Instructions for the task
Each record below must be retyped exactly, with nothing left out.

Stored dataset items
::::::::::
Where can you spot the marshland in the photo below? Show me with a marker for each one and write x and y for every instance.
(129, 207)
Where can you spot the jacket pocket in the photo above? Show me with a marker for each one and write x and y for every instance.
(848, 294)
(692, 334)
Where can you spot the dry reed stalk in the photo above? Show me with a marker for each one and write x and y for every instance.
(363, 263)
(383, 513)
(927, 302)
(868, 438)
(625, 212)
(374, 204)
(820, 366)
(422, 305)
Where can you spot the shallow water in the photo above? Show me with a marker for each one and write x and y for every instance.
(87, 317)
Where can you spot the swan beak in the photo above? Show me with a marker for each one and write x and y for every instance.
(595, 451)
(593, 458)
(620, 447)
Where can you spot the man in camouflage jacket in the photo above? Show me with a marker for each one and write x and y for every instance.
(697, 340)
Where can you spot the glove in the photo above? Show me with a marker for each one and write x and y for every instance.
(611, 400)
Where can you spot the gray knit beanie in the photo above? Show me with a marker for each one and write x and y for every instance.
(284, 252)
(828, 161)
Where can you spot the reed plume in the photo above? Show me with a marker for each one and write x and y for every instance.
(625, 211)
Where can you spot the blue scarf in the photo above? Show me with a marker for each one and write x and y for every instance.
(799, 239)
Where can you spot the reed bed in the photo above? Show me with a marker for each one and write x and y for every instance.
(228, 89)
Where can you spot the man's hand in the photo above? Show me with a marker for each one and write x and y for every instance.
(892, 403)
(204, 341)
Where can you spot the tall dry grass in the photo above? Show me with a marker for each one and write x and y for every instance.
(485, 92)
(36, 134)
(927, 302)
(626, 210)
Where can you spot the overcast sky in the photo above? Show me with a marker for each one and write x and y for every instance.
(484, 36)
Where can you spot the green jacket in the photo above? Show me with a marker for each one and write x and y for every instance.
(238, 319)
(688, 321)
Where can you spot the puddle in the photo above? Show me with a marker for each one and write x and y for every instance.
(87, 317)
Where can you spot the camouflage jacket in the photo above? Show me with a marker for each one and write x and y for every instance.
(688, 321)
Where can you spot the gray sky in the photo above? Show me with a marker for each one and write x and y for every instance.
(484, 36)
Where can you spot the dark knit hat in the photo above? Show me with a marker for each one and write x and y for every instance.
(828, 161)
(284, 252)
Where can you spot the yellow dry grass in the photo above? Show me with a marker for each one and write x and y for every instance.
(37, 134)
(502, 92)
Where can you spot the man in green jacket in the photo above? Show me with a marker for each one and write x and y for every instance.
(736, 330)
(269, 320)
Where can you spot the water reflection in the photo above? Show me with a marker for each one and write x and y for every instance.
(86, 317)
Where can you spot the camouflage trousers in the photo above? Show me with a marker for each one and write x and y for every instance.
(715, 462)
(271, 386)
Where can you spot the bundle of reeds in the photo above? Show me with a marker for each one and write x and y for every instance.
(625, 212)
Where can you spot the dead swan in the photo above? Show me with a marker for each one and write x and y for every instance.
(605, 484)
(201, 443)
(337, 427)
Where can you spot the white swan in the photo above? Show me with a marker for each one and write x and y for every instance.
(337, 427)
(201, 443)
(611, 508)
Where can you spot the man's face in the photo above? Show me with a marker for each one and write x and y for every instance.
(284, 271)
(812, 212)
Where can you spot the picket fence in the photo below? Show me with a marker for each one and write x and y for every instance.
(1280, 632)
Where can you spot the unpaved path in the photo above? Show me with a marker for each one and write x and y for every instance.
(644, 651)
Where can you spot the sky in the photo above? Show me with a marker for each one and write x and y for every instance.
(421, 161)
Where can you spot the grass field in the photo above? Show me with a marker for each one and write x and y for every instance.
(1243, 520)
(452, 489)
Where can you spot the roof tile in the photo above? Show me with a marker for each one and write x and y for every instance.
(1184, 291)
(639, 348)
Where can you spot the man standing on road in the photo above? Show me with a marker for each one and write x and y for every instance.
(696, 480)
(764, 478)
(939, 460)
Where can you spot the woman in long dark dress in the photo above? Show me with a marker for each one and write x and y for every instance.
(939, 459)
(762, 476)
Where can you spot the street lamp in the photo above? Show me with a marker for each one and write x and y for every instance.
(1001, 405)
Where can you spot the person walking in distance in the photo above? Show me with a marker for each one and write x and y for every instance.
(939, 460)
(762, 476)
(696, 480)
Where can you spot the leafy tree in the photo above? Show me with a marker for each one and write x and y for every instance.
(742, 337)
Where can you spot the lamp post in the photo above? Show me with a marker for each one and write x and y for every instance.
::::::::::
Answer for the task
Where can you spot the marshland in the photo below? Show me with a marker for each one and write x and y for every instance.
(129, 207)
Where can you spot the jacket pocket in the photo above? Show me with a marker for each one and write x and y for every instance.
(848, 294)
(692, 334)
Where can you spot the dry reed stalk in the photo above? Show me with a marker for each one and write x and y for every instance.
(363, 263)
(383, 513)
(927, 302)
(868, 438)
(625, 212)
(374, 204)
(820, 366)
(422, 305)
Where can you spot the shallow water in the photo above? Show me with a marker for each one and write x and y for every instance.
(87, 317)
Where can you spot the swan beak in the photo above? Show me with a marker for each one and write x and y for every instance.
(595, 451)
(593, 458)
(620, 447)
Where can you spot the man in camouflage jacket in the photo above? Show me with a marker for each one and write x and y for every instance.
(697, 340)
Where can you spot the glove in the photo above? Show me with a marker for each one and write x and y for every instance.
(611, 400)
Where can you spot the gray knit beanie in the photo above? Show me with a marker for each one and write x and y for every instance.
(284, 252)
(828, 161)
Where can you spot the reed plume in the photo above? Show me with a marker for each one and write x and y for every instance.
(625, 211)
Where can you spot the blue scarf in the photo above? Show me with a marker for each one and write x and y for every instance.
(799, 239)
Where can you spot the reed bed in the photo above? Show me with a marker for each one and write x and y for every instance.
(228, 89)
Where can you spot the man's hand in the photo above? Show me with a marker for each one and write x and y for every instance.
(892, 403)
(204, 341)
Where can you spot the tall dry grass in the photo above? Show me with a marker for each one and write x and y for every instance.
(485, 92)
(36, 134)
(927, 302)
(626, 210)
Where can you spot the overcast sky in the photo above? Show me with a marker for each one and write x and y for every instance.
(484, 36)
Where can you spot the green jacket in the photo above? Show me with a marker for each one and write x and y for every instance.
(238, 319)
(688, 321)
Where can you spot the puddle in the photo above? Show me with a marker for each one and write x and y for every instance.
(87, 317)
Where can you spot the camouflage jacket in the photo above? Show me with a marker for each one and write x and y for every instance.
(688, 321)
Where can you spot the gray sky in the photo above? Show me with a marker for each one and write x and y for every instance.
(484, 36)
Where can you spot the dark knit hat in the photo above? Show me with a marker for each one and write x and y for every instance.
(828, 161)
(284, 252)
Where can you spot the yellow dry grass in the photo above? Show me with a marker for each one and write x and y for every instance.
(37, 134)
(502, 92)
Where can you spot the man in green jacket in the photo above? Show me with a marker for each one and write x and y for every instance.
(736, 330)
(269, 320)
Where can you spot the water reflection in the photo above? Show me with a marker for each one and write x and y for every instance.
(86, 317)
Where can you spot the camouflage trousers in the photo above? Show me with a marker for each one and write x and y for every instance.
(715, 462)
(271, 386)
Where can you spot the bundle of reeds in the photo above? Show me with a marker for each one and write x and y for every instance.
(625, 212)
Where can you spot the dead swan in the photo above? Show me with a marker for each one and write x and y for every instance.
(605, 484)
(201, 443)
(337, 427)
Where can you spot the white swan in the photo above? Show me with a marker for each one and write x and y for every instance.
(337, 427)
(201, 443)
(611, 508)
Where can you spot the man's face in the photo above? Show me with a marker for each one and write x and y for every instance.
(284, 271)
(812, 212)
Where can you spot the picket fence in the photo below? Show me with a marker for each one and write x and y for every instance.
(1280, 632)
Where can you spot the unpaved path in the photo above? Show me with a marker for each one and write x and y for every instance.
(644, 651)
Where can you spot the sky in the photo above? Show me with a marker for each one and write x and y for every instance.
(421, 161)
Where can you spot the grass field in the photo above? Show me with a marker for each one and write x and y for every instance.
(1243, 520)
(452, 489)
Where can you spot the roof tile in the photo above? Show me with a marker for each one and write x and y for every instance.
(1184, 291)
(639, 348)
Where can you spot the man standing on road in the photo above? Show me with a marker for each one and write x and y for every instance.
(696, 480)
(764, 478)
(939, 460)
Where can you spot the woman in long dark dress in the photo above? Show me with a marker for each one and write x and y for every instance.
(939, 459)
(762, 476)
Where can you spot the street lamp in the photo above? Show me with a marker for each one and write x and y for every instance.
(1001, 405)
Where can you spot the person walking in distance in the photo above? Show me with a marker for each one and write x and y for every instance.
(939, 460)
(762, 476)
(696, 480)
Where can you spot the leafy tree in the photo above? Show me with a marker for each one and write x and y for every instance.
(742, 337)
Where can you spot the lamp post in the photo above? Show me with a marker for each one and write x and y for every instance.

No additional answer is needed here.